### Input for this task

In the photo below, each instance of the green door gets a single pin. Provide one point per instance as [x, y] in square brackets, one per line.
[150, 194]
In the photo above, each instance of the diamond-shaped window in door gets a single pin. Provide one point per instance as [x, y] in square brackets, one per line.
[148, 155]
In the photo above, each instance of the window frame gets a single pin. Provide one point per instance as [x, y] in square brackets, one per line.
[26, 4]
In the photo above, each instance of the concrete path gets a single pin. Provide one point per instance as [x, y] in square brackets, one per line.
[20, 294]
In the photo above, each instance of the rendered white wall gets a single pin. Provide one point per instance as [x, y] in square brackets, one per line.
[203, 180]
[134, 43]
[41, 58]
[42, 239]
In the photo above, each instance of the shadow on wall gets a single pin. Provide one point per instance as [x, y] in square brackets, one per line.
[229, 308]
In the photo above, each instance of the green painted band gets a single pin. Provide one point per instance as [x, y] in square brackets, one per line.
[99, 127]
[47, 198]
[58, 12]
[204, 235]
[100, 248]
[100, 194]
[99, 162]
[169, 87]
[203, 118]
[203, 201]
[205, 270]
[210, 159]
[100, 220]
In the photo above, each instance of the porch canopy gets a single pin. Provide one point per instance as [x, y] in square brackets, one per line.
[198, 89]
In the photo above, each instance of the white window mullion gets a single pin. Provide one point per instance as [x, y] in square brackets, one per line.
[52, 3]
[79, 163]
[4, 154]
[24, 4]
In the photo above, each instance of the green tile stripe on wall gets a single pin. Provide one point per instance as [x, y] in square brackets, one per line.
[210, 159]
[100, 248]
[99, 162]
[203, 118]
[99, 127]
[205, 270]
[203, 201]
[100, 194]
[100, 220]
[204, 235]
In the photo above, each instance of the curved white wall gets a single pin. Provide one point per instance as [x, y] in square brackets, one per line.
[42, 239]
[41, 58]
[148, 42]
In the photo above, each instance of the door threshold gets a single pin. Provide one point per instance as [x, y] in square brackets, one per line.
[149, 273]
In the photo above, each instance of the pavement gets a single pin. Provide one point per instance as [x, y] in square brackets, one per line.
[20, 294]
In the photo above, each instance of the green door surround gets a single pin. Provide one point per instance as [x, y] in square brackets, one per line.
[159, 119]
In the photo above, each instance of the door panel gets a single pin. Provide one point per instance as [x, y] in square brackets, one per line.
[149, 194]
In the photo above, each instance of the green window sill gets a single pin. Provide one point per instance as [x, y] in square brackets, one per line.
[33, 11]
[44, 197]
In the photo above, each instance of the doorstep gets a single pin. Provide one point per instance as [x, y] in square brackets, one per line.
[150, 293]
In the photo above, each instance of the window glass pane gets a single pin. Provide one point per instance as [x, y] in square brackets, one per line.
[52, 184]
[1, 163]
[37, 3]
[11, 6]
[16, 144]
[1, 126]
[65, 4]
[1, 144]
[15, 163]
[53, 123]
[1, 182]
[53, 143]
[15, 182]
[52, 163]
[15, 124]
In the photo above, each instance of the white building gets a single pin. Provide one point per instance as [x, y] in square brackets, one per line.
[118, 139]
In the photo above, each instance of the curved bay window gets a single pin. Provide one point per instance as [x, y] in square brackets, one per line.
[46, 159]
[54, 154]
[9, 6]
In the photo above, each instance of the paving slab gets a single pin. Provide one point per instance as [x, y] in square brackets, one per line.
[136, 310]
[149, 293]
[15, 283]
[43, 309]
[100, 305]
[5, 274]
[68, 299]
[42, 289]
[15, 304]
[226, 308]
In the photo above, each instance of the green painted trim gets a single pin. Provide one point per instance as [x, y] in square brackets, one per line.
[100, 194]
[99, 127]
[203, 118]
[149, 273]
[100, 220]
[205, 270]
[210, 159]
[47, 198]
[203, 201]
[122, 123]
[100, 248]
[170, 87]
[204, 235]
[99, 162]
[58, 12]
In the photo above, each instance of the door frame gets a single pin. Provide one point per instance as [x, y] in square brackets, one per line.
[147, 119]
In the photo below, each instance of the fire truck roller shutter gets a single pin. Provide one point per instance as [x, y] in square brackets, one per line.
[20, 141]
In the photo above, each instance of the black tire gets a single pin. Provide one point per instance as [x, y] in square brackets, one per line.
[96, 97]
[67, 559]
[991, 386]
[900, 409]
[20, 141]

######

» **Exercise goal**: Repeat the records above in full, character for character.

» **Response**:
In the photo below, each instance of the green door gets a single pin. Provide one point per instance as [x, y] in square brackets, one per line.
[150, 194]
In the photo above, each instance of the diamond-shaped window in door gets a single pin. Provide one point per instance as [x, y] in square brackets, one per line.
[148, 155]
In the photo above, each instance of the window frame gets a single pin. Provide one point per instance as [x, y] in square brackets, one per line.
[26, 4]
In the photo above, each instance of the concrete path gets a single pin. Provide one point per instance as [x, y] in square brackets, one per line.
[20, 294]
In the photo above, each instance of the rendered white wall gets a single pin. Provide one point per instance as [x, y] in square brackets, one per line.
[203, 180]
[134, 43]
[41, 58]
[42, 239]
In the photo above, each instance of the shadow on wall gets a single pin. Provide one point per instance as [x, y] in square brackets, one per line.
[229, 308]
In the photo above, each instance of the green painted band gets a single pin. Provide one point per instance as [x, y] in square brackets, one per line.
[99, 127]
[47, 198]
[58, 12]
[204, 235]
[100, 248]
[100, 194]
[99, 162]
[169, 87]
[203, 118]
[203, 201]
[205, 270]
[210, 159]
[100, 220]
In the photo above, each instance of the porch canopy gets a single pin. Provide one point per instance as [x, y] in square brackets, one per line.
[198, 89]
In the photo above, each instance of the white window mullion gets a single pin. Provide one point per instance as [x, y] in square brackets, one per line.
[52, 3]
[79, 163]
[4, 154]
[24, 4]
In the photo above, each instance of the green tile stripe on wall gets a single pin. Provide one point per instance as [x, y] in square brackets, one per line.
[210, 159]
[100, 248]
[99, 162]
[203, 118]
[99, 127]
[205, 270]
[203, 201]
[100, 194]
[100, 220]
[204, 235]
In the photo above, each instance of the curved white wall gets a single pin. Provide one point per instance as [x, y] in square brackets, one per line.
[42, 239]
[41, 58]
[148, 42]
In the photo above, each instance of the door threshold gets a single pin. Provide one point per instance as [x, y] in square brackets, one per line.
[149, 273]
In the photo above, each instance of the pavement gets a single pin. Provide one point per instance as [x, y] in square brackets, one per line.
[20, 294]
In the photo above, each instance of the green door surround gets a single pin. Provide one point per instance as [x, y] in square brackets, one per line.
[159, 119]
In the photo above, each instance of the door panel gets a single pin. Provide one point per instance as [x, y] in square brackets, one per line.
[149, 194]
In the photo above, each instance of the green window sill gets a single pin. Provide one point per instance as [x, y] in square brackets, one per line.
[33, 11]
[44, 197]
In the photo above, each instance of the doorstep gets a single pin. Provide one point per instance as [x, y] in square brackets, one per line.
[150, 293]
In the photo above, each instance of the window glass pane gets a single pin. Provide one point per instance as [x, y] in square brackets, one per line.
[52, 184]
[1, 163]
[37, 3]
[11, 6]
[16, 144]
[1, 126]
[65, 4]
[1, 144]
[15, 163]
[53, 123]
[1, 182]
[53, 143]
[15, 182]
[52, 163]
[15, 124]
In the photo above, each instance of the white building gets a single pin. Provide one point per instance as [x, y] in square brackets, one per line.
[118, 139]
In the photo above, each instance of the curved bay window gets a single pin. Provide one point per instance as [x, y] in square brackets, one per line.
[46, 159]
[54, 154]
[9, 6]
In the photo above, each instance of the paving slab gets a single pin. Provide one point per instance as [x, y] in square brackets, one per line.
[136, 310]
[149, 293]
[15, 283]
[43, 309]
[100, 305]
[5, 274]
[68, 299]
[42, 289]
[15, 304]
[226, 308]
In the photo above, each instance of the green painted trim gets a single pin. Provide one point per instance as [x, y] in square brackets, one per line.
[100, 194]
[99, 127]
[203, 118]
[149, 273]
[100, 220]
[205, 270]
[210, 159]
[47, 198]
[203, 201]
[122, 123]
[100, 248]
[170, 87]
[204, 235]
[99, 162]
[58, 12]
In the photo above, each instance of the door frame gets a single pin. Provide one point per instance as [x, y] in square brackets, one per line.
[147, 119]
In the photo below, each instance of the fire truck roller shutter gets a single pin. Provide one point per instance as [x, y] in square brackets, one per line.
[20, 141]
In the photo above, each instance of the black tire gets a single pin. Provide one point per instance as [x, y] in square brackets, one per line.
[96, 97]
[67, 559]
[991, 386]
[900, 409]
[20, 141]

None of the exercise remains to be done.